**** Data shown

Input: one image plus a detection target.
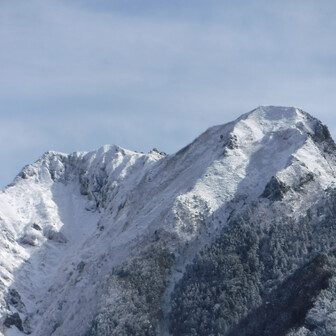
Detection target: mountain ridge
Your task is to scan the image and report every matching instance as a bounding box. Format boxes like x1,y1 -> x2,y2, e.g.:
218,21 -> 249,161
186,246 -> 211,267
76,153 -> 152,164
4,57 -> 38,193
0,106 -> 336,336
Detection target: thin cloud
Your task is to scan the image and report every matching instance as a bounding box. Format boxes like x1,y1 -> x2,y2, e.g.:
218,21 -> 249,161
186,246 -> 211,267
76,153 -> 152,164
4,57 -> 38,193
0,0 -> 336,188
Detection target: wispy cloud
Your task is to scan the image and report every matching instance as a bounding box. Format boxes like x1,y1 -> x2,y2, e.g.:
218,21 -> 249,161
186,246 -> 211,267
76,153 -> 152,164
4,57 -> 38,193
0,0 -> 336,183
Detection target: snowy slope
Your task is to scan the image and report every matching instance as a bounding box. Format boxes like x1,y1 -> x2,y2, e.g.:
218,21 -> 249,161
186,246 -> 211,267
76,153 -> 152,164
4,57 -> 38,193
0,107 -> 335,336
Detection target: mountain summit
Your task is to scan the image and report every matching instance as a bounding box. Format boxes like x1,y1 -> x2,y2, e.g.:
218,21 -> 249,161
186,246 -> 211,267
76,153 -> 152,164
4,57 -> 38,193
0,106 -> 336,336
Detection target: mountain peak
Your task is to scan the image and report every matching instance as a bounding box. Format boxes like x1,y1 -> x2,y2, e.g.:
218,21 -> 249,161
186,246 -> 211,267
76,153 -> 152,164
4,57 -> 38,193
0,106 -> 336,336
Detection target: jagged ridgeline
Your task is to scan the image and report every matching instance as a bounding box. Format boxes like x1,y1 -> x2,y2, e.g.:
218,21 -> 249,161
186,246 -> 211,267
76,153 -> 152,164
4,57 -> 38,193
0,106 -> 336,336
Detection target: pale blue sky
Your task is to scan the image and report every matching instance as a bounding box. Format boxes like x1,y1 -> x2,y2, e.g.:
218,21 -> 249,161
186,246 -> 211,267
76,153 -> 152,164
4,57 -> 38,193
0,0 -> 336,187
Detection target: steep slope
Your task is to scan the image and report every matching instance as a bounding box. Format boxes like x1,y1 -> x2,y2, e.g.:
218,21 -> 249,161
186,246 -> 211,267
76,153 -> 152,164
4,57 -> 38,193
0,107 -> 336,336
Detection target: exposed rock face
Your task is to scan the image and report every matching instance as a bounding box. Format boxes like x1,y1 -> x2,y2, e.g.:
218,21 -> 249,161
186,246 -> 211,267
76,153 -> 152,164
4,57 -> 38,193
0,107 -> 336,336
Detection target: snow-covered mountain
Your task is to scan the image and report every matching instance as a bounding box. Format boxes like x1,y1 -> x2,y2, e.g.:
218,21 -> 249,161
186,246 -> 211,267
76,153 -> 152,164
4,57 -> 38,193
0,106 -> 336,336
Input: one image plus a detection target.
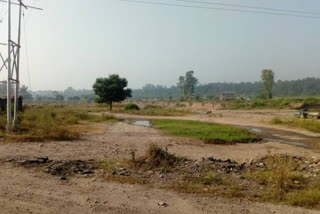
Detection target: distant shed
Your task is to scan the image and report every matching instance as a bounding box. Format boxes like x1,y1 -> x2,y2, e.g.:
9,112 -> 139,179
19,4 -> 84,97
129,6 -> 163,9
220,93 -> 236,100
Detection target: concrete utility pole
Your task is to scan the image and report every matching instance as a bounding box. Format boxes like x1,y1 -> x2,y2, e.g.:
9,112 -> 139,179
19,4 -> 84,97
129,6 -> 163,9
7,0 -> 11,132
0,0 -> 42,132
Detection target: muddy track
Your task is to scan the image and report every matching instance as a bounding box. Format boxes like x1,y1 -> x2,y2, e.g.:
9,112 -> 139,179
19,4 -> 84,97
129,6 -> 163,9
0,111 -> 320,214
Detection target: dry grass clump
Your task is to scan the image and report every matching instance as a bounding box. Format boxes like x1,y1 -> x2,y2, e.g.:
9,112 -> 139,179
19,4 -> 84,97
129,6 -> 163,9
131,144 -> 185,171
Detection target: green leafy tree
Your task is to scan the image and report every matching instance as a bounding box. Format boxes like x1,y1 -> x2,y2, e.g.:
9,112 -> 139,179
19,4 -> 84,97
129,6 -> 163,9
56,94 -> 64,101
185,71 -> 199,100
177,76 -> 186,98
261,70 -> 274,99
20,85 -> 33,101
177,71 -> 198,100
93,74 -> 131,111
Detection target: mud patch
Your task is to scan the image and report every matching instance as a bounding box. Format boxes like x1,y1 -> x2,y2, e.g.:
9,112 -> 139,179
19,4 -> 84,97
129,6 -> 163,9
16,157 -> 97,176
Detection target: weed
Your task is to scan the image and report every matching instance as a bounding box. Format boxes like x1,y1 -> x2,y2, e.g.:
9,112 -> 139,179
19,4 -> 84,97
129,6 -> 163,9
133,144 -> 184,171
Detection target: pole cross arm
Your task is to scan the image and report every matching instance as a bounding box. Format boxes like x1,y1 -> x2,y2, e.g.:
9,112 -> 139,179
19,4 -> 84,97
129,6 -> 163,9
0,0 -> 43,10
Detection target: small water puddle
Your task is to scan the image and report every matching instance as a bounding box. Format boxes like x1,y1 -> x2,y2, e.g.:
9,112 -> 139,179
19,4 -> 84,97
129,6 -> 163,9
264,138 -> 308,148
250,128 -> 262,134
246,127 -> 307,147
131,120 -> 152,127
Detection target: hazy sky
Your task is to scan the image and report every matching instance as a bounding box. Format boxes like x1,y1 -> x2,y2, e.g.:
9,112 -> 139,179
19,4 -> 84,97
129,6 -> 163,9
0,0 -> 320,90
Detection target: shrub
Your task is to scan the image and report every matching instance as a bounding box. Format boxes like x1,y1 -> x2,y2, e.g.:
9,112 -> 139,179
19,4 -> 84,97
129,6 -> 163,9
132,144 -> 184,171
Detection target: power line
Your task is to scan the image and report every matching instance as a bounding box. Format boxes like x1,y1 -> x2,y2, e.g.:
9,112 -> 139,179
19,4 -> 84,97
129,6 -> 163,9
174,0 -> 320,15
119,0 -> 320,19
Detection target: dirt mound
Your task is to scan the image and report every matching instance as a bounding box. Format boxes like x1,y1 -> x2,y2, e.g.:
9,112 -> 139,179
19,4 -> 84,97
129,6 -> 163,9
17,157 -> 96,176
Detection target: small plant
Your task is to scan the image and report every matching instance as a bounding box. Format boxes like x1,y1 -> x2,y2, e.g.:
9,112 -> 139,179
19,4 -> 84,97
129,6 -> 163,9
134,144 -> 184,171
124,103 -> 140,111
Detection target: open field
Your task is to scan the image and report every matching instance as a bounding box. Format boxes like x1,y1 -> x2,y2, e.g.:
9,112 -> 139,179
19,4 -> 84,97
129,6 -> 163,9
0,103 -> 320,214
152,120 -> 260,144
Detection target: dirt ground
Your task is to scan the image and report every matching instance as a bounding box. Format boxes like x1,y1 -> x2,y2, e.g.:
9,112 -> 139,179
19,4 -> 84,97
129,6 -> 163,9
0,111 -> 320,214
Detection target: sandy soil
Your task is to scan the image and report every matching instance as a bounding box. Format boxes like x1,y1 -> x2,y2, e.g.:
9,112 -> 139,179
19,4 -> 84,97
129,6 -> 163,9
0,109 -> 320,214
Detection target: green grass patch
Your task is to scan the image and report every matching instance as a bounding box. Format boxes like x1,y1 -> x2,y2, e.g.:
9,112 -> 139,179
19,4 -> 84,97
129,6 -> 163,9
271,117 -> 320,133
113,105 -> 190,116
152,120 -> 260,144
0,105 -> 115,142
217,97 -> 320,110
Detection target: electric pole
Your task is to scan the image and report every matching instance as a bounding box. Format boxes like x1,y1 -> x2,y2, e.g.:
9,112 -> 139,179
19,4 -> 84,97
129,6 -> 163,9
7,0 -> 12,132
0,0 -> 42,132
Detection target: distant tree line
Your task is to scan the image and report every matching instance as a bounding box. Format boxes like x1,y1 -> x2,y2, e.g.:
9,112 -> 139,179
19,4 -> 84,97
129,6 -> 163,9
132,77 -> 320,99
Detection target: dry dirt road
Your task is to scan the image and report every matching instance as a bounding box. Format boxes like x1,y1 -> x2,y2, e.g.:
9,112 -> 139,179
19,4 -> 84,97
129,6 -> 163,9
0,111 -> 320,214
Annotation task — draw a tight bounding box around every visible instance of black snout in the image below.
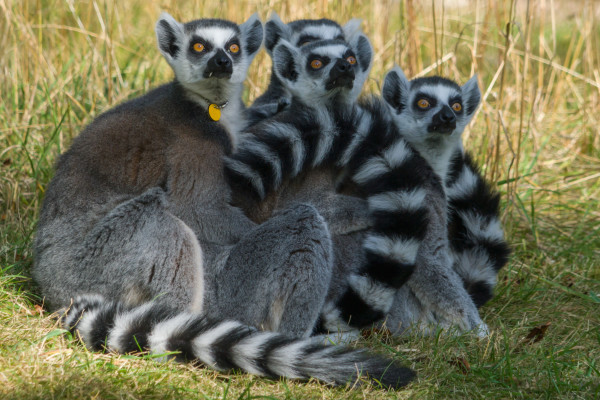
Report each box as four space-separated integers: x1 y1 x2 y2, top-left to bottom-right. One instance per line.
428 106 456 134
204 50 233 78
325 59 355 90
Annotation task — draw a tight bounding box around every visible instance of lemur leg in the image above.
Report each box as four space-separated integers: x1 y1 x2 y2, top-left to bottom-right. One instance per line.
390 189 487 336
206 204 333 336
72 188 204 311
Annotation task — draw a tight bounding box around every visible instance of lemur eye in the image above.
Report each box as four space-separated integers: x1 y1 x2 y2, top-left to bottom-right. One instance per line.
417 99 429 109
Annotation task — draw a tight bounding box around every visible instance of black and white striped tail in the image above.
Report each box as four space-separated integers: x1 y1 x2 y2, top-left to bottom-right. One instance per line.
225 98 443 329
324 101 443 329
62 295 415 388
446 151 510 307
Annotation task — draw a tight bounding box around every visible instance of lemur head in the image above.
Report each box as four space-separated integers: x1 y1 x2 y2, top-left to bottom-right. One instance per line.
156 12 263 103
382 67 481 146
273 34 372 105
265 13 373 97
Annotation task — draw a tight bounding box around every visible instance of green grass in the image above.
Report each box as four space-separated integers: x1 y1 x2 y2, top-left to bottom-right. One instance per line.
0 0 600 399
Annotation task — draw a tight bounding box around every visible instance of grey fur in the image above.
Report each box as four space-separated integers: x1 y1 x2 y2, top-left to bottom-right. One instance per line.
33 13 332 336
382 67 508 335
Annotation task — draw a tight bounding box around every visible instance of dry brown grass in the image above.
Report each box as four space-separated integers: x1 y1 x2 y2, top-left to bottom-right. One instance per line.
0 0 600 399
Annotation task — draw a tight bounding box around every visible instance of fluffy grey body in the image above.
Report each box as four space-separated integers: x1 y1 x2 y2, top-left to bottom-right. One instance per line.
62 295 414 388
234 17 372 331
226 36 460 330
382 67 510 334
33 15 332 336
33 14 413 387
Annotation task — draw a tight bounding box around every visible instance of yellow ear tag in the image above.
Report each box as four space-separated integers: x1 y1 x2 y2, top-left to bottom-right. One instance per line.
208 104 221 121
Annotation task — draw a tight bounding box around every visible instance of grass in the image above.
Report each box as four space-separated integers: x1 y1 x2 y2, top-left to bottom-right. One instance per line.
0 0 600 399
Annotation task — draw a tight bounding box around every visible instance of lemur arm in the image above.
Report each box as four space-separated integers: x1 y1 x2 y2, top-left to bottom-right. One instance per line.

********

■ **Task brief**:
Render the lines of the records starting at the one containing "eye in the image above." and ending at the one containing "417 99 429 109", both included, as a Markdown table with the columns Number and Entry. Leave out any blank lines.

■ **Exercise answer**:
| Number | Entry |
|---|---|
| 1 | Annotation task — draw a tight bounding box around every visible instance of lemur eye in the image above. |
| 2 | Report each box as four space-separated integers: x1 y1 x2 y2, top-left to bottom-right. One instance per line. |
| 3 | 417 99 429 109 |